• **PROBLEM DETAILS**: Shift every coordinate in the answers by adding 56 to each x and y value, and write out everything from the line containing "the dark wooden" down to the end of the lines below, keeping all other text unchanged and leaving out the pictures.

• **PROVIDED INFORMATION**:
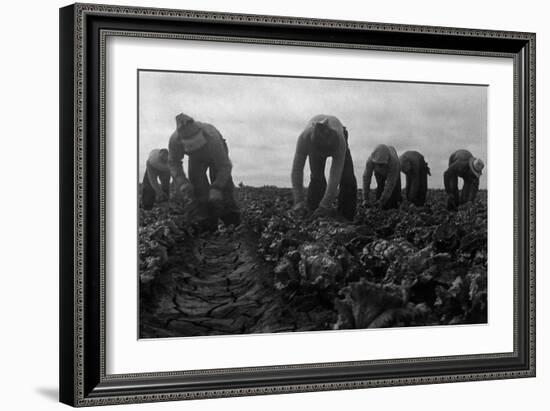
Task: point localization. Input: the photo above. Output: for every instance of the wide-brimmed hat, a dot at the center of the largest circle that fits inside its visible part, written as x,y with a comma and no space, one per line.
190,133
476,165
380,155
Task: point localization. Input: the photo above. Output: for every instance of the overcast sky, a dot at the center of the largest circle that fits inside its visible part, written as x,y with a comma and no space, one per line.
261,118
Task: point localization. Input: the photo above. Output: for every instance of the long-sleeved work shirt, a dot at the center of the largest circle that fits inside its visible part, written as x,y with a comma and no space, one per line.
391,172
305,147
213,153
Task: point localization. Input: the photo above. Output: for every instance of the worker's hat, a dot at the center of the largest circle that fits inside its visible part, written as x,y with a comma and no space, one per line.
380,155
190,133
476,165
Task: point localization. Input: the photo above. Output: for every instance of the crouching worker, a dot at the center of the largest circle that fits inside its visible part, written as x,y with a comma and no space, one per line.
416,172
384,163
156,169
324,136
464,165
207,152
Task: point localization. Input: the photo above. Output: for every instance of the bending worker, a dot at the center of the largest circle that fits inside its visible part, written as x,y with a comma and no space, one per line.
156,168
385,164
207,151
416,172
324,136
464,165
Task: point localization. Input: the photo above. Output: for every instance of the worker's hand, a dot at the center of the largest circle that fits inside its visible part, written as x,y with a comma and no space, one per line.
215,195
161,196
187,189
301,206
366,202
324,212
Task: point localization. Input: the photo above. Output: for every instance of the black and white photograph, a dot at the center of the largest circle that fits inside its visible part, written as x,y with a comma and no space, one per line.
272,204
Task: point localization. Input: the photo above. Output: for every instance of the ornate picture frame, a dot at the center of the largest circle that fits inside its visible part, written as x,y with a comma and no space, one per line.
84,30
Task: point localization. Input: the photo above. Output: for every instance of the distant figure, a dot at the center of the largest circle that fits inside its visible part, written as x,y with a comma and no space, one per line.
156,169
416,172
464,165
385,164
325,136
207,151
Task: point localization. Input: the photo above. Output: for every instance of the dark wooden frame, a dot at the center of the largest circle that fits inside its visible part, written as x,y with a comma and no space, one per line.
83,29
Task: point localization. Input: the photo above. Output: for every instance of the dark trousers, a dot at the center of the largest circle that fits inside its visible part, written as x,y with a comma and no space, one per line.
148,194
208,213
395,198
417,185
469,191
347,194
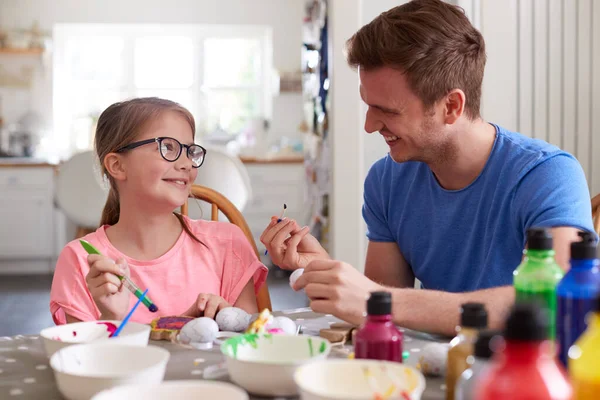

• **RESPONSE**:
Task: point localization. Input: the photo above. Output: for every instance of the dark wooden frame, a dot at the center of the largest circle that fits inside its visible part, written as x,y with a comma and no space, one per line.
139,85
Task: point localization. Input: the photo above. Output: for every instance of the dark trousers, a dot at the center of the largest circle that fits inside its visible part, written as x,y with a comma and no space, one per line.
204,250
264,269
451,254
473,241
525,247
403,250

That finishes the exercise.